--- START Material supplied ---

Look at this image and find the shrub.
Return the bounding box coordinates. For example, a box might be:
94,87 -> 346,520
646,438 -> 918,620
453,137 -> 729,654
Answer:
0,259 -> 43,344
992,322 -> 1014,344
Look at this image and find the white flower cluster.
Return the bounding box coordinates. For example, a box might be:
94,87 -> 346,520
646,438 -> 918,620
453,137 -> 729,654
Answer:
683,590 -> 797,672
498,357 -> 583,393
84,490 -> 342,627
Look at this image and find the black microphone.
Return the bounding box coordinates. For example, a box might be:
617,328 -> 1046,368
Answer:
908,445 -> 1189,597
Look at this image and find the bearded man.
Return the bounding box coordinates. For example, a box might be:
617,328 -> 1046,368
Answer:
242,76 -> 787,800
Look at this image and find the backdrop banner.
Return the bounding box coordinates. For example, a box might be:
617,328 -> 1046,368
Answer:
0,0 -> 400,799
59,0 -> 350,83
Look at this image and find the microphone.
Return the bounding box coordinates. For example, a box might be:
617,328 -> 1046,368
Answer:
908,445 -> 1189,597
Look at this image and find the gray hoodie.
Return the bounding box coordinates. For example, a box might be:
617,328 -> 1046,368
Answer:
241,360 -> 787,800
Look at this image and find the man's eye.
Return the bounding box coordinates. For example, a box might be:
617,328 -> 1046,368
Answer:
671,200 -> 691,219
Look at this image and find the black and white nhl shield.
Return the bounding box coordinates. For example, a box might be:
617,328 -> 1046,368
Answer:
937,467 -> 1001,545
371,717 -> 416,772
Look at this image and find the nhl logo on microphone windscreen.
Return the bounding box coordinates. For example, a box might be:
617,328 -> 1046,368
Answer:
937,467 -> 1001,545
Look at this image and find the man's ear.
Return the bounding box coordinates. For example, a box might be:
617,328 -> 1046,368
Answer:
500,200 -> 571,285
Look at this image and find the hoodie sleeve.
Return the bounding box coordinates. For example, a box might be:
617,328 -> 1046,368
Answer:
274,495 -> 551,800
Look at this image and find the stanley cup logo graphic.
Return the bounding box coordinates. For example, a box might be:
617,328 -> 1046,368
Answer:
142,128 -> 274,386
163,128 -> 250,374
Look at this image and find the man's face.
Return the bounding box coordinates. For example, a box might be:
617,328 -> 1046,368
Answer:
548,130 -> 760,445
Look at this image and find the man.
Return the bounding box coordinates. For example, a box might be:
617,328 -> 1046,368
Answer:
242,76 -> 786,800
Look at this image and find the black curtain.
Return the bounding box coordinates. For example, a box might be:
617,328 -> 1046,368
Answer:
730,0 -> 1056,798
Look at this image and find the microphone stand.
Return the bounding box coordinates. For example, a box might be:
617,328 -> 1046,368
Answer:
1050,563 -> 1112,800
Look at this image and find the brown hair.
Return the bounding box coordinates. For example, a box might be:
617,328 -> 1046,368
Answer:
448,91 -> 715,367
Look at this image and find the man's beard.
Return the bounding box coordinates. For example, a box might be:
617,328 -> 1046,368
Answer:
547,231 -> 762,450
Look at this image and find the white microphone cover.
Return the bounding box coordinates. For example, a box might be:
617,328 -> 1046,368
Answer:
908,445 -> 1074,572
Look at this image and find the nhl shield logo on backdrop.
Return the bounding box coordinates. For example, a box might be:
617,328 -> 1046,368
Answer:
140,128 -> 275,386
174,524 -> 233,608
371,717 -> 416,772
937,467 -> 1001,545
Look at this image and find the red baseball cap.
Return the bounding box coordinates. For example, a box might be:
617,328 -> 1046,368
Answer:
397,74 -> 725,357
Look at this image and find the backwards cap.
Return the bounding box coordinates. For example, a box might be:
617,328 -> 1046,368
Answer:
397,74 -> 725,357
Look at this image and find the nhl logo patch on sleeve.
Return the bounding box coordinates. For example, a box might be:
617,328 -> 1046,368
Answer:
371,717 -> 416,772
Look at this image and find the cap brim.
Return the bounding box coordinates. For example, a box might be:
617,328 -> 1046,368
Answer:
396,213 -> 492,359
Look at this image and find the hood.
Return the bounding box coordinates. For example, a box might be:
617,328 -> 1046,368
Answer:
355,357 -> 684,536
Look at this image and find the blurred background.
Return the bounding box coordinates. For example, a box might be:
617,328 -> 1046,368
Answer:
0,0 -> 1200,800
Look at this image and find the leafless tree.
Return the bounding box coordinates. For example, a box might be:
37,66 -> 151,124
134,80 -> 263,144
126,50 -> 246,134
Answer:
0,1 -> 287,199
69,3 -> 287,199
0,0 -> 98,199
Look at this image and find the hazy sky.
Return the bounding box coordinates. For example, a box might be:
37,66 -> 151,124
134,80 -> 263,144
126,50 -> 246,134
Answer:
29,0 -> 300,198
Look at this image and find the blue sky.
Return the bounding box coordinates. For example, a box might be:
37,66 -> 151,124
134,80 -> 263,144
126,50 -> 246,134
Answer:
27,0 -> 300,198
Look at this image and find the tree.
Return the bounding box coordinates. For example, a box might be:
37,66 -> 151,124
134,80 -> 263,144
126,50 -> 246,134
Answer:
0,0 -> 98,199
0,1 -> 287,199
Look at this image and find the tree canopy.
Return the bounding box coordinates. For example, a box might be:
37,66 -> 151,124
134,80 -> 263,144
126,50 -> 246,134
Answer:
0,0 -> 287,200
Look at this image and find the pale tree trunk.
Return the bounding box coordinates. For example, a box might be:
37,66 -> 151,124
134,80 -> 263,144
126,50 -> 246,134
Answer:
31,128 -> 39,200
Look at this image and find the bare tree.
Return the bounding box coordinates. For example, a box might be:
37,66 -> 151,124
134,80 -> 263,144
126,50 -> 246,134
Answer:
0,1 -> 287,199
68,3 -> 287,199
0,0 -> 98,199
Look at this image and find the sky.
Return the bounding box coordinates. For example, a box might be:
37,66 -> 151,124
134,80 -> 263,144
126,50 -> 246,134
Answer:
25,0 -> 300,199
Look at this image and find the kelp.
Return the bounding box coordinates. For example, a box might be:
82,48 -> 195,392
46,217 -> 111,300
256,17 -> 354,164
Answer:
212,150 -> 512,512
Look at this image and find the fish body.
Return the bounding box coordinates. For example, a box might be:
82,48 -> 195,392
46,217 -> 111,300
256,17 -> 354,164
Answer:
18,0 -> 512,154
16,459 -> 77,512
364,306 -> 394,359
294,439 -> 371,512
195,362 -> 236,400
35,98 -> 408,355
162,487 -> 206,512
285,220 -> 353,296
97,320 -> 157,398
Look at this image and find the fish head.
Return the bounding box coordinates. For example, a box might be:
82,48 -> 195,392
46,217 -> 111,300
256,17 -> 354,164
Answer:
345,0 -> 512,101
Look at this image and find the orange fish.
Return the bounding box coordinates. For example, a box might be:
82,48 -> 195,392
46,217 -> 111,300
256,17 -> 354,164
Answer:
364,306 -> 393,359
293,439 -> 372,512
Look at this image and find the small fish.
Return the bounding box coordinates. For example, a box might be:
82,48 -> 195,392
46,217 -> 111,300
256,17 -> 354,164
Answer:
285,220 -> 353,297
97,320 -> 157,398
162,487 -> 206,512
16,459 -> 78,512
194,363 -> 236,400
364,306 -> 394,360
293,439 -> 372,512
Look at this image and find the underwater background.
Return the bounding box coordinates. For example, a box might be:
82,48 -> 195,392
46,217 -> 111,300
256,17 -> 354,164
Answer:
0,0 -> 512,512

--- END Material supplied ---

Aim:
Copy out every one of the lines above with no changes.

Full response:
Look at this image and find the shrub.
Return the bounding box coordinates. For example, a box might be:
94,87 -> 346,520
646,438 -> 918,620
453,137 -> 729,654
Answer:
0,259 -> 43,344
992,322 -> 1014,344
Look at this image and find the white flower cluster.
Return the bounding box coordinates. For example, a box might be:
94,87 -> 346,520
646,438 -> 918,620
453,137 -> 729,654
Answer:
683,590 -> 797,672
498,357 -> 583,393
84,490 -> 342,627
Look at this image and find the black microphone.
Return the bounding box coordinates. For example, a box might be:
617,328 -> 1046,368
Answer:
908,445 -> 1189,597
Look at this image and find the bearded man.
Return the bounding box coordinates. For example, a box might be:
617,328 -> 1046,368
Answer:
242,76 -> 787,800
Look at this image and find the backdrop banner.
Return the bounding box coordinates. For example, a box might be:
617,328 -> 1046,368
Answer:
0,0 -> 400,799
59,0 -> 350,83
Look at this image and find the microphone.
Return the bounding box coordinates. For example, a box might be:
617,328 -> 1046,368
Answer:
908,445 -> 1189,597
Look at this image and find the gray hoodie.
Return the bounding box coordinates. For example, a box might be:
617,328 -> 1046,368
Answer:
241,360 -> 787,800
Look at this image and find the man's eye.
Return the bounding box coordinates. For example, a box might be:
617,328 -> 1046,368
Answer:
671,200 -> 691,219
Look at this image and find the black and white nhl shield.
Return the bounding box coordinates. For example, a box might be:
617,328 -> 1046,368
Answer:
937,467 -> 1001,545
371,717 -> 416,772
Look at this image and find the nhl logo on microphone windscreen.
Return the bounding box coordinates. For example, a box might be:
617,328 -> 1046,368
Answer:
937,467 -> 1001,545
Look at this image and find the man's ear.
Return the bounding box coordinates. For example, a box might be:
617,328 -> 1046,368
Answer:
500,200 -> 571,285
Look at this image and find the hoodie sleeve.
Return the bounding box coordinates. For example, a box might be:
617,328 -> 1046,368
Answer:
274,495 -> 551,800
Look at this image and find the stanley cup logo graphic.
Return the bounding box coordinates. For example, a box might be:
617,328 -> 1046,368
Answer:
142,128 -> 274,386
163,128 -> 250,374
Look at this image and find the man's face.
Return the bounding box coordinates. For example, a box might be:
617,328 -> 1046,368
Answer:
548,130 -> 760,445
Look at this image and find the man.
Return the bounding box coordinates. For example, a box might be:
617,328 -> 1046,368
Answer:
242,76 -> 786,800
Look at this image and find the black curtain.
Return the bounding box coordinates. For example, a box might be:
617,328 -> 1046,368
Answer:
730,0 -> 1056,798
Look at this image and find the microphone stand.
Return the bounding box coordinates. For example, a box might be:
617,328 -> 1046,368
Answer:
1050,563 -> 1112,800
Look at this image and find the brown hair.
Return the bounding box coordinates. For example, a box might be:
617,328 -> 1046,368
Answer:
448,91 -> 715,367
Look at this image and find the man's beard.
Return the bounding box coordinates. For example, a box might be:
617,328 -> 1046,368
Answer:
547,231 -> 762,450
Look at this image and find the white microphone cover.
Return the bounding box coordinates. For example, a box might be:
617,328 -> 1046,368
Answer:
908,445 -> 1074,572
Look at this image and find the nhl shield logo on backdrop.
Return the bounding box coordinates. For example, a box might be:
617,328 -> 1046,368
Answer:
140,128 -> 275,386
174,524 -> 233,608
371,717 -> 416,772
937,467 -> 1001,545
Look at this image and find the red baseball cap.
Return the bounding box coordinates. For example, a box might be:
617,328 -> 1046,368
Answer:
397,74 -> 725,357
Look at this image and find the backwards cap.
Return the bounding box coordinates. For example, a box might be:
617,328 -> 1046,368
Answer:
397,74 -> 725,357
Look at this image and find the nhl logo patch on sleeve.
Return the bounding box coordinates. For example, a box might be:
617,328 -> 1046,368
Answer:
371,717 -> 416,772
Look at this image and find the cap brim.
Return the bounding box coordinates. For example, a box might be:
617,328 -> 1046,368
Answer:
396,213 -> 492,359
Look at this image and find the hood.
Return the bounding box coordinates. For example, a box might be:
617,328 -> 1046,368
Answer:
355,357 -> 684,536
Look at this image and find the blurred background.
Return the bounding box coordinates. For example, a box might be:
617,328 -> 1046,368
Answer:
0,0 -> 1200,800
Look at this image and find the leafless tree.
Return the bounding box coordinates. For example, a box might be:
37,66 -> 151,124
134,80 -> 263,144
126,50 -> 246,134
Answer:
0,1 -> 287,199
69,3 -> 287,199
0,0 -> 98,199
Look at this image and find the hazy sky.
Return the bounding box coordinates. For example, a box might be:
37,66 -> 151,124
134,80 -> 263,144
126,50 -> 246,134
Answer:
29,0 -> 300,198
Look at this image and find the blue sky.
Return the bounding box coordinates. For example, a box might be:
37,66 -> 151,124
134,80 -> 263,144
126,50 -> 246,134
Answer:
27,0 -> 300,198
Look at this image and find the tree.
Return the bounding box coordinates. For example, a box might be:
37,66 -> 151,124
134,80 -> 263,144
126,50 -> 246,134
Answer:
0,0 -> 98,199
0,1 -> 287,199
Look at this image and find the tree canopy.
Return the bounding box coordinates. For example, a box might be:
37,66 -> 151,124
134,80 -> 263,144
126,50 -> 246,134
Answer:
0,0 -> 287,200
Look at this image and find the pale tree trunk.
Return the bounding box coordinates. For example, a box might be:
37,66 -> 151,124
134,80 -> 263,144
126,50 -> 246,134
Answer:
31,128 -> 39,200
Look at this image and find the bare tree.
Return the bounding box coordinates. For example, a box might be:
37,66 -> 151,124
134,80 -> 263,144
126,50 -> 246,134
Answer:
0,1 -> 287,199
68,3 -> 287,199
0,0 -> 98,199
Look at this image and find the sky.
Return the bounding box coordinates. For example, a box might be:
37,66 -> 151,124
134,80 -> 263,144
126,50 -> 246,134
Answer:
25,0 -> 300,199
Look at this image and find the kelp.
Return the bounding box coordinates. For example, a box might be:
82,48 -> 195,392
46,217 -> 111,300
256,17 -> 354,164
Answer:
212,150 -> 512,512
Look at this image and find the fish body.
Return the bounding box coordinates. For example, a box might be:
82,48 -> 195,392
46,217 -> 111,300
256,17 -> 354,164
Answer:
18,0 -> 512,154
16,459 -> 77,512
364,306 -> 394,359
294,439 -> 371,512
195,362 -> 236,400
35,98 -> 408,355
162,487 -> 206,512
285,220 -> 353,296
97,320 -> 157,398
Look at this image and find the fish head.
Return the bounding box coordinates. For example, a box might be:
82,48 -> 195,392
46,217 -> 111,300
256,17 -> 354,164
Answer:
345,0 -> 512,101
Look at this image and find the orange fish.
Return the bounding box coordinates. For example, a box might be:
82,48 -> 195,392
46,217 -> 111,300
256,17 -> 354,164
Answer:
364,306 -> 393,359
293,439 -> 372,512
Look at this image and find the small fish.
Return the bounding box coordinates. For example, a box might be:
82,48 -> 195,392
46,217 -> 111,300
256,17 -> 354,164
Answer:
285,220 -> 353,297
97,320 -> 157,398
162,487 -> 206,512
16,459 -> 78,512
194,363 -> 236,400
364,306 -> 394,360
293,439 -> 372,512
Look at this image and find the underwater background.
Return the bounding box coordinates. For example, a box might be:
82,48 -> 195,392
46,217 -> 111,300
256,17 -> 354,164
Answer:
0,0 -> 512,512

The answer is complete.